**FRAGMENTO DE ORIGEN:**
In [None]:
#Imports generales
import time
import dateutil.parser as dateparser
from datetime import date,timedelta

import pandas as pd
import numpy as np
from sqlalchemy import create_engine, exc
from sqlalchemy import Table, Column, ForeignKey, MetaData, types
from sqlalchemy.sql import select,and_, or_, not_,func, desc

In [None]:
#Constantes
DB = "tp3"
HOST = "localhost"
PASS = "password"
USER = "postgres"
PORT = '5432'

# Diagrama DW - Vinoteca - Esquema copo de nieve

![Diagrama](img/Vinoteca.jpg "Diagrama")

##### Dimensiones:
    class, time, customer
##### Hechos:
    ventas, order
##### Medidas para 'ventas':
    Precio_orden
##### Medidas para 'order':
    nrBottles, nrCases

#### Crear el "engine" pasando la dirección de la db

In [None]:
url_connect = USER + ':' + PASS + '@' + HOST+ ':' + PORT

try:
    engine = create_engine('postgresql://' + url_connect)
    conn = engine.connect()
    conn.execute("commit")
    conn.execute("create database " + DB)
    conn.close()
except Exception:
    print("La Base de Datos ya existe")

In [None]:
engine = create_engine('postgresql://'+USER+':'+PASS+'@'+HOST+':'+PORT+'/'+DB)
engine

In [None]:
metadata = MetaData()

In [None]:
#TIME (TimeStamp, Date, Year,)
time = Table('time', metadata,
    Column('Id', types.Integer, primary_key=True),                     
    Column('TimeStamp', types.TIMESTAMP),         
    Column('Year', types.Integer, primary_key=False),
    Column('Date', types.Date, nullable=False),
 )

**DESCRIPCIÓN DE LA TAREA:** Duplica sin cambios el tramo del cuaderno sobre la vinoteca que va de "#### Crear el" a "conn = engine.connect()".

Entradas sobre la localización de objetos nombrados
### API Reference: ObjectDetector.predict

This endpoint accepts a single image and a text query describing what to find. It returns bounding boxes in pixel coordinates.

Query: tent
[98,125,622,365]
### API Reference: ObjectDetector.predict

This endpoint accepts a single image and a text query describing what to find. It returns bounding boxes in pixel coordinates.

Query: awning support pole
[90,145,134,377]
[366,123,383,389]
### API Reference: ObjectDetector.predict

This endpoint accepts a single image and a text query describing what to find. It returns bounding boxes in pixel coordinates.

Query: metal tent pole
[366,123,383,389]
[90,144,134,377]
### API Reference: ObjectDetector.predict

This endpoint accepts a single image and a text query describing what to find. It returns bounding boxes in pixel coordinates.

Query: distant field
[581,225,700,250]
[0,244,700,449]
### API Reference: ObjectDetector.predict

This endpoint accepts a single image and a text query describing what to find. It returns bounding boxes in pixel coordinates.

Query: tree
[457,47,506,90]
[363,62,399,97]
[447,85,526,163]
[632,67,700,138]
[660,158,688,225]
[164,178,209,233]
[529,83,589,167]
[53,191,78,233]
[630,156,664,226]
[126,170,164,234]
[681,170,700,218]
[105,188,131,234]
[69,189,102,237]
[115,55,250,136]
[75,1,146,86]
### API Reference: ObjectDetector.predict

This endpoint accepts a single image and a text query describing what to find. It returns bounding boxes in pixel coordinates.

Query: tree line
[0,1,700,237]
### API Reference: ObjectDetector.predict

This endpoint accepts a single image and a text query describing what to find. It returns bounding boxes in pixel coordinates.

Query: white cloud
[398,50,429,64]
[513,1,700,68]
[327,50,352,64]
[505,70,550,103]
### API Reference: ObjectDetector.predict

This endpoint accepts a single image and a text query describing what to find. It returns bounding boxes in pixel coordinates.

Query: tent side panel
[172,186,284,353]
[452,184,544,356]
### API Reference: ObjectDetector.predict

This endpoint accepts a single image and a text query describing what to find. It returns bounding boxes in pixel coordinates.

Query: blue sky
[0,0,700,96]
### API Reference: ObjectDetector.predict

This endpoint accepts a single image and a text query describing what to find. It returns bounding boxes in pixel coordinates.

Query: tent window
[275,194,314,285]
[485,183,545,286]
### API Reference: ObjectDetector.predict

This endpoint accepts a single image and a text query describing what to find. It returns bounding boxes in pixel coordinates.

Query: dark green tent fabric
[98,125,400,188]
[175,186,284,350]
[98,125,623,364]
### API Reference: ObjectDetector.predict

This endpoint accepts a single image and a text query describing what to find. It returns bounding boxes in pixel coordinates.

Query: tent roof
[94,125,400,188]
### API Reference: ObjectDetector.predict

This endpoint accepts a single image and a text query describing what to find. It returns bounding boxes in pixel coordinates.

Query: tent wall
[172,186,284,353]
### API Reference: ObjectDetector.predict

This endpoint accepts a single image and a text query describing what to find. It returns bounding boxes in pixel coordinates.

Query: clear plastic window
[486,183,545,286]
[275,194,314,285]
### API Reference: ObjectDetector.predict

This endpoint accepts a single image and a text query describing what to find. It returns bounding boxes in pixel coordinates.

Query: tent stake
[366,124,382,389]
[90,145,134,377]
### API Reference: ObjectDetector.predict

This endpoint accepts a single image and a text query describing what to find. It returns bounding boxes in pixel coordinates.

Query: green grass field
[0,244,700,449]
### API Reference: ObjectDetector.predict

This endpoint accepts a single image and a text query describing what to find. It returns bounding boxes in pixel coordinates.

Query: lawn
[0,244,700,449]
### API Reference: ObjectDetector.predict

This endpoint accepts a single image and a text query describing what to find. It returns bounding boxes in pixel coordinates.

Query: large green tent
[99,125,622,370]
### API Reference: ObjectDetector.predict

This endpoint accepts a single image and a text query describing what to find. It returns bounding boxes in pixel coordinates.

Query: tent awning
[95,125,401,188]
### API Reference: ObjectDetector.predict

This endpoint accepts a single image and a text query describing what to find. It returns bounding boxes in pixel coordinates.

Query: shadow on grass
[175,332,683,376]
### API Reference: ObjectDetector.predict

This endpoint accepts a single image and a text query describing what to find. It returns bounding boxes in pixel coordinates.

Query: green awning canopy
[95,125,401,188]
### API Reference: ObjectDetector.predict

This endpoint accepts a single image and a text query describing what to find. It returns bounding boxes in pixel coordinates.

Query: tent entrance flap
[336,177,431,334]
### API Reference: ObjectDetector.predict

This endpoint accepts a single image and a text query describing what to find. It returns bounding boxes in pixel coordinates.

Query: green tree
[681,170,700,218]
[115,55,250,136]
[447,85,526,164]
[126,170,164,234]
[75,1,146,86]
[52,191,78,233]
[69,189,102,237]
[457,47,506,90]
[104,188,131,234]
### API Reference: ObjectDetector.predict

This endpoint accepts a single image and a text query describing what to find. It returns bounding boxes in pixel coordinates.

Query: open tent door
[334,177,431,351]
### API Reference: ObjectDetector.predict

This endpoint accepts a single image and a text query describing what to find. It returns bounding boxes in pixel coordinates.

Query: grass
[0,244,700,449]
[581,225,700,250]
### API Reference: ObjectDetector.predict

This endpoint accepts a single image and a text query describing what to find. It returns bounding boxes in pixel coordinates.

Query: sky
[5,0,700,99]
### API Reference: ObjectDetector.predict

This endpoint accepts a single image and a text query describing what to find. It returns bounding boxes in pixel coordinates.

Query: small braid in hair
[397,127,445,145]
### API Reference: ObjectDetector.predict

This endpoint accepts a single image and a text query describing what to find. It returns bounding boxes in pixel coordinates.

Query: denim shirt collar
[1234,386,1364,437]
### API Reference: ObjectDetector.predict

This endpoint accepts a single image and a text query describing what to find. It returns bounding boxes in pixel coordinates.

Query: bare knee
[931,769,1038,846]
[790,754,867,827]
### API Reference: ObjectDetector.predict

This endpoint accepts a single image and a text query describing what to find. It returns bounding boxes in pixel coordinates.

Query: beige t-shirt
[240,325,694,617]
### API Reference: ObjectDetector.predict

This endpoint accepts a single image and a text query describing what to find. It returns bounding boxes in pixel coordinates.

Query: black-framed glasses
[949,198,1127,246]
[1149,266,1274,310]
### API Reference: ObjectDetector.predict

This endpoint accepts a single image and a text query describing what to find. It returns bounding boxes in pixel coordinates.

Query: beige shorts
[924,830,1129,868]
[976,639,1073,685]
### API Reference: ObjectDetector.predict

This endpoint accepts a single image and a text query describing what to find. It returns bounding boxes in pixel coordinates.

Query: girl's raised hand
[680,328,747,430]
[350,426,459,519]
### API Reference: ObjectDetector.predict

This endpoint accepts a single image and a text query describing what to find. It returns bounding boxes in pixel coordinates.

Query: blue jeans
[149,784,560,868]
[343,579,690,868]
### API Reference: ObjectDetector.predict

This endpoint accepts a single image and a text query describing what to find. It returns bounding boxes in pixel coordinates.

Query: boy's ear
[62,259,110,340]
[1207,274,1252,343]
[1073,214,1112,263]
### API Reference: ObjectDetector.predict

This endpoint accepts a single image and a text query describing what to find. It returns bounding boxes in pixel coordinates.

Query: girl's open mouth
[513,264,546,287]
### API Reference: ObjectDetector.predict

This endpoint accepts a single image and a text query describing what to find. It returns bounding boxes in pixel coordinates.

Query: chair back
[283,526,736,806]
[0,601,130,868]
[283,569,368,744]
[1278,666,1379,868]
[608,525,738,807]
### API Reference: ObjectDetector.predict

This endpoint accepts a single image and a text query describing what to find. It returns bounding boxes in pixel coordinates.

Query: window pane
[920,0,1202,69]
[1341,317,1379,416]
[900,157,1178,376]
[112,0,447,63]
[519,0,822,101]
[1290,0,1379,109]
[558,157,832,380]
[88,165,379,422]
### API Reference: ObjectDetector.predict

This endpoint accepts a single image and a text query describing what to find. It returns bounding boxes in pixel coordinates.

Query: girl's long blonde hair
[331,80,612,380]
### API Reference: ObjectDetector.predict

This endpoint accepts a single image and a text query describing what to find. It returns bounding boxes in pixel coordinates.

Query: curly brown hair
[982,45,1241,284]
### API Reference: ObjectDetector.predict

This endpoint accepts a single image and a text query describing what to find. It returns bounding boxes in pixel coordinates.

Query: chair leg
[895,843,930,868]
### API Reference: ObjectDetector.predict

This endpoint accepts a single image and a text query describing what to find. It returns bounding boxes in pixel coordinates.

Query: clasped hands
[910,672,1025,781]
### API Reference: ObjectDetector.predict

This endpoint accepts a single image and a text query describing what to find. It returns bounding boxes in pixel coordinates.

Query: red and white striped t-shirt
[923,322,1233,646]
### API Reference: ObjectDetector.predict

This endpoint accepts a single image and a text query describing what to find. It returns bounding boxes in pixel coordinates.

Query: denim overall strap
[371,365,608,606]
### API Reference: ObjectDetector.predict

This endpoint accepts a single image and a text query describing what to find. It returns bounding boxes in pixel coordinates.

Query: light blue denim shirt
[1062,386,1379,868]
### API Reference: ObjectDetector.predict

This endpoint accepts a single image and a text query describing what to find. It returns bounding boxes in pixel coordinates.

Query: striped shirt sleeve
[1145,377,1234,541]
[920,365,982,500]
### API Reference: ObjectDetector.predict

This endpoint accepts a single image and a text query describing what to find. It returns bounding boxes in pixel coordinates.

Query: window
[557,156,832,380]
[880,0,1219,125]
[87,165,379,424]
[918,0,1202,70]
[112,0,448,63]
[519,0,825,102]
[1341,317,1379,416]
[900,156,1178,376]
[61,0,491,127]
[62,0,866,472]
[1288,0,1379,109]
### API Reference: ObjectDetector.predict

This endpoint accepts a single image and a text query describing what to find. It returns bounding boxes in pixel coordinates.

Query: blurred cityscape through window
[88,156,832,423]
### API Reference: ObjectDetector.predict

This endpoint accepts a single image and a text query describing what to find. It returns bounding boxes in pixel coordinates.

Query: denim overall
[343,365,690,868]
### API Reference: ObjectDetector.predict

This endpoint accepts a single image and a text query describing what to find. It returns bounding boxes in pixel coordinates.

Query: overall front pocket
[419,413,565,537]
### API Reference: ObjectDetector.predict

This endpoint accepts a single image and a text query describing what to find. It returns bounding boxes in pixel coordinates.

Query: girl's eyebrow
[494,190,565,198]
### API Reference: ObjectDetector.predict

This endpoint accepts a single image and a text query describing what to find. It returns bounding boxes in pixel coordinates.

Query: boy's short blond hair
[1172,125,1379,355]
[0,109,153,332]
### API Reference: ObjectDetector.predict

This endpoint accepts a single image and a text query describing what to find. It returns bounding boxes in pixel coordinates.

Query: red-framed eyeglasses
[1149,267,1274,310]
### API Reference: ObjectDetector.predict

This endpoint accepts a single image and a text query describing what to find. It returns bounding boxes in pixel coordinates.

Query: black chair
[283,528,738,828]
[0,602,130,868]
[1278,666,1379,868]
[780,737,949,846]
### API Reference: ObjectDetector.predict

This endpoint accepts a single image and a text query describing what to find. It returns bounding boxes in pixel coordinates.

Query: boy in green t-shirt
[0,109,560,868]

**TAREA RESUELTA:**
#### Crear el "engine" pasando la dirección de la db

In [None]:
url_connect = USER + ':' + PASS + '@' + HOST+ ':' + PORT

try:
    engine = create_engine('postgresql://' + url_connect)
    conn = engine.connect()